═══ Record excerpts ═══

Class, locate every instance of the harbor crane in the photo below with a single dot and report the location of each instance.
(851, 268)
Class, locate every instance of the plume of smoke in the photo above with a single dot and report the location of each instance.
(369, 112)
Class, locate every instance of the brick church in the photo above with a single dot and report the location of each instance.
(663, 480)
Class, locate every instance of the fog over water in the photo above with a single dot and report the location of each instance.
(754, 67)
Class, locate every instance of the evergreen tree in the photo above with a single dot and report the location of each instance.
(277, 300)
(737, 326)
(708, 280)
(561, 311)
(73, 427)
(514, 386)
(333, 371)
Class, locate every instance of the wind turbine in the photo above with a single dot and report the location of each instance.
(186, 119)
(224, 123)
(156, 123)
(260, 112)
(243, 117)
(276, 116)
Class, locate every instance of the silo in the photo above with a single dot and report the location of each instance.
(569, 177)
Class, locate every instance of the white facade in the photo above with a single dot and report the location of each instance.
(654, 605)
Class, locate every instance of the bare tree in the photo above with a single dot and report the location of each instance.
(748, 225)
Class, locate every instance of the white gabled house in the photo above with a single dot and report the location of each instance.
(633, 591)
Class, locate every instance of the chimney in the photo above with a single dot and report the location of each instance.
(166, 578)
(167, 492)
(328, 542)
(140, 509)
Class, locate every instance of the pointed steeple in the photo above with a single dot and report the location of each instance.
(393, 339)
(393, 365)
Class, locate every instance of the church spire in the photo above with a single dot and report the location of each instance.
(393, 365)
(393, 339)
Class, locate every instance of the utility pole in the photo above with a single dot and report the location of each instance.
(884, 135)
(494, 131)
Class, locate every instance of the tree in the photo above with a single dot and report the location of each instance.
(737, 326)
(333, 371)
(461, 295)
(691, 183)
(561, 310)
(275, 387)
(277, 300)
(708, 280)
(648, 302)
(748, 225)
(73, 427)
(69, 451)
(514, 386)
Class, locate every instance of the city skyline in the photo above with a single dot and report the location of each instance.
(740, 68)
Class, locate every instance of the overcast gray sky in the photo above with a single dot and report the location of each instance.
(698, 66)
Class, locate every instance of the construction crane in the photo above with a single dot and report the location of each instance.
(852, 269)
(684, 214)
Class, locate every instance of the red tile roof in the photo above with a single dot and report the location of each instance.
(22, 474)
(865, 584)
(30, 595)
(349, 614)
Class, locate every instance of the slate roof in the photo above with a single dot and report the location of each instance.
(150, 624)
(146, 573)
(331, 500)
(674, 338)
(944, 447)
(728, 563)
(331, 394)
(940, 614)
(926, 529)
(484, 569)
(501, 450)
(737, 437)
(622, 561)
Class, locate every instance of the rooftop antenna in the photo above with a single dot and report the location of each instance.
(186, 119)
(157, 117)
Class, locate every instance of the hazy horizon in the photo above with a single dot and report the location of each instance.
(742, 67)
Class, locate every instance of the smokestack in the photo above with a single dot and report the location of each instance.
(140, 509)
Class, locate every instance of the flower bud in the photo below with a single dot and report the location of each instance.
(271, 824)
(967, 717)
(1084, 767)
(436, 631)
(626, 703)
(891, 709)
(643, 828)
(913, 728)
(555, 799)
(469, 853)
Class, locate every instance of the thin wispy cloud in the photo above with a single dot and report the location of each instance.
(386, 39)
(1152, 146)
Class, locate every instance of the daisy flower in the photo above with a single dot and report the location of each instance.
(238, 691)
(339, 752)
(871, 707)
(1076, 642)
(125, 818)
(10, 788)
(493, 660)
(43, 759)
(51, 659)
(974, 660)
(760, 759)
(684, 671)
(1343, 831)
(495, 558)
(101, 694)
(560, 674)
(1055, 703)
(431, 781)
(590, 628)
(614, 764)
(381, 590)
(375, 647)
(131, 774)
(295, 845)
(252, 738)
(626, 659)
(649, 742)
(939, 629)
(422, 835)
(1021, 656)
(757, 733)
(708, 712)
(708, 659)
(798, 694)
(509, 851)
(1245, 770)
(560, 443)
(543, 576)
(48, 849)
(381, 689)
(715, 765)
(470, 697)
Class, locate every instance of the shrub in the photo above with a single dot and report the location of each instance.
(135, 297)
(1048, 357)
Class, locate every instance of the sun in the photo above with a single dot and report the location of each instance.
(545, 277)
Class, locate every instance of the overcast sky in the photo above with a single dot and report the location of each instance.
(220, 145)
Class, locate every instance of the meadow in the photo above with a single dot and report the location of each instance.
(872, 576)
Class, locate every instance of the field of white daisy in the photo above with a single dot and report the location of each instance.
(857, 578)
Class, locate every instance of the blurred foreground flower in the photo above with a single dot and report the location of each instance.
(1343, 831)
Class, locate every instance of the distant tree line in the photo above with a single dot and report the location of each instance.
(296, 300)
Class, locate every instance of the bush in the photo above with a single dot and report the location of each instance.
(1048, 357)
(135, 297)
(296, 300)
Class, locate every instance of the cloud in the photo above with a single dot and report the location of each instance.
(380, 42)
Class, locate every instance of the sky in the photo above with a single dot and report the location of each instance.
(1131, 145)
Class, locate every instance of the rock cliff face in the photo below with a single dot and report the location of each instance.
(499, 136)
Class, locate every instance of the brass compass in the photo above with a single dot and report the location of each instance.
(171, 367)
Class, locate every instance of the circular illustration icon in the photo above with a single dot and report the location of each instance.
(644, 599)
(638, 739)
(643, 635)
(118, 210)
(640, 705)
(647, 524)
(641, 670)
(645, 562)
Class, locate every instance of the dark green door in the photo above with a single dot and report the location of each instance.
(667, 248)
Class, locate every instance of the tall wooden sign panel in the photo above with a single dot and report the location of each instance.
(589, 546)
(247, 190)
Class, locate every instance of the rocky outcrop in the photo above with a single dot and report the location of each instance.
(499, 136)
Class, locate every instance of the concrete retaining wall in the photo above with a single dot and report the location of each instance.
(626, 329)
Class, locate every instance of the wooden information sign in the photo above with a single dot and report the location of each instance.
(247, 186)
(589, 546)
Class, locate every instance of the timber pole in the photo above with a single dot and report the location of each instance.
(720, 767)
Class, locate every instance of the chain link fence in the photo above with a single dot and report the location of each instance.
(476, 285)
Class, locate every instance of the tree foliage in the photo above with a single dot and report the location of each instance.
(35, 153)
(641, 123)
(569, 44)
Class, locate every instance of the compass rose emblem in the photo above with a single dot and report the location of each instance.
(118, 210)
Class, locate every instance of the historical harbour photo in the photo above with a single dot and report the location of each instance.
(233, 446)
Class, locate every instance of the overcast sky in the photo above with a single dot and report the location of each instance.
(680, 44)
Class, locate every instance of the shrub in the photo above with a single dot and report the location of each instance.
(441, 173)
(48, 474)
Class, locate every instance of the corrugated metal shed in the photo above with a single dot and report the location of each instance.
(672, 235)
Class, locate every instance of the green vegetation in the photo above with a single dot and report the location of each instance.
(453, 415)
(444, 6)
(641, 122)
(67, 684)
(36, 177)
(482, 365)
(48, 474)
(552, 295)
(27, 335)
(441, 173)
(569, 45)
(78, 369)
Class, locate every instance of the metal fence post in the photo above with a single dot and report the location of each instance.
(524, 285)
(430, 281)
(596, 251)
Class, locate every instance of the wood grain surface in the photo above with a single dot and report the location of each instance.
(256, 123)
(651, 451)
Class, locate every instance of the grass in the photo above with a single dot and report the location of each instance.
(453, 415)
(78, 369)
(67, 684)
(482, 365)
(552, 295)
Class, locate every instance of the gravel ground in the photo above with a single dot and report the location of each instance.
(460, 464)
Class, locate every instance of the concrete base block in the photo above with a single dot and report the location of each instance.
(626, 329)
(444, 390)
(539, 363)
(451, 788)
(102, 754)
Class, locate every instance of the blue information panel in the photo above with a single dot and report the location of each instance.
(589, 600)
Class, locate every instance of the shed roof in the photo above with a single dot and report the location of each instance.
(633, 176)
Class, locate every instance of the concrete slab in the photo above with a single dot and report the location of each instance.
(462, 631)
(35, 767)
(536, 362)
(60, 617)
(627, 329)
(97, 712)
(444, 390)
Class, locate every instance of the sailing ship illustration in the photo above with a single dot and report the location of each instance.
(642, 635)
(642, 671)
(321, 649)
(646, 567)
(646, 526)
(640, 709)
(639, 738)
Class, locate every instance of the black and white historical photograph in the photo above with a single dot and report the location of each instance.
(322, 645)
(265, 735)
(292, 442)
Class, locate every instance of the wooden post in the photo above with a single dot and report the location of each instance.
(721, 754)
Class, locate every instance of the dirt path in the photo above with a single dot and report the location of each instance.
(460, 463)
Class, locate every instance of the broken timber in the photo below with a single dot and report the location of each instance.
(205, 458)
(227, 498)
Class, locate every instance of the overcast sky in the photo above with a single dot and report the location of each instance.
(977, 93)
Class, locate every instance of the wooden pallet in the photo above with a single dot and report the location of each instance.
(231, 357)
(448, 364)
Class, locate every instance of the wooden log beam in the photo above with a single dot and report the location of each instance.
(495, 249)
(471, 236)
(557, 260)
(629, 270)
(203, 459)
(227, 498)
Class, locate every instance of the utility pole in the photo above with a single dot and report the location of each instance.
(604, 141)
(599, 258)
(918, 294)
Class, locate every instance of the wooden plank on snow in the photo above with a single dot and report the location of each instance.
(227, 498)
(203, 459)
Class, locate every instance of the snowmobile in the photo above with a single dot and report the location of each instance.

═══

*Aim of the task*
Set down exactly what runs from the line with "Class, locate every instance of the shed" to the last line of the data above, including both of those lines and no others.

*Finished exercise*
Class, locate every instance of the shed roof in the photo above with a single dot and report the location of each instance.
(633, 176)
Class, locate every instance of the concrete slab in the photo above with a single dot and report the location of each instance.
(462, 631)
(35, 767)
(536, 362)
(60, 617)
(627, 329)
(97, 712)
(444, 390)
Class, locate every instance of the sailing ship illustration in the photo above with a single dot and report the location of each instance.
(642, 635)
(642, 671)
(321, 649)
(646, 567)
(646, 526)
(640, 709)
(639, 738)
Class, locate every instance of the black and white historical photograph in the photo above with a single dot and report the location of each instance.
(322, 645)
(265, 735)
(292, 442)
Class, locate every instance of the wooden post in the photo above with a single dot and report the location of each instance.
(721, 754)
Class, locate every instance of the dirt path in the photo above with a single dot and report the location of each instance.
(460, 463)
Class, locate every instance of the broken timber in the photo below with a single dot and report the location of each instance.
(205, 458)
(227, 498)
Class, locate every instance of the overcast sky in the photo above with a single dot and report the location of each instance.
(977, 93)
Class, locate every instance of the wooden pallet in the photo above with a single dot and report the location of each instance.
(231, 357)
(448, 364)
Class, locate every instance of the wooden log beam in the photo above with a single dot and report the location of each instance.
(495, 249)
(471, 236)
(557, 260)
(629, 270)
(203, 459)
(227, 498)
Class, locate every instance of the utility pole in the photo above with a single dot and report the location of each instance.
(604, 141)
(599, 258)
(918, 294)
Class, locate every instance of the wooden plank on snow in the photo above with a single dot and report the location of each instance.
(227, 498)
(203, 459)
Class, locate every instance of the snowmobile in the photo above with a single dot and report the location of each instance.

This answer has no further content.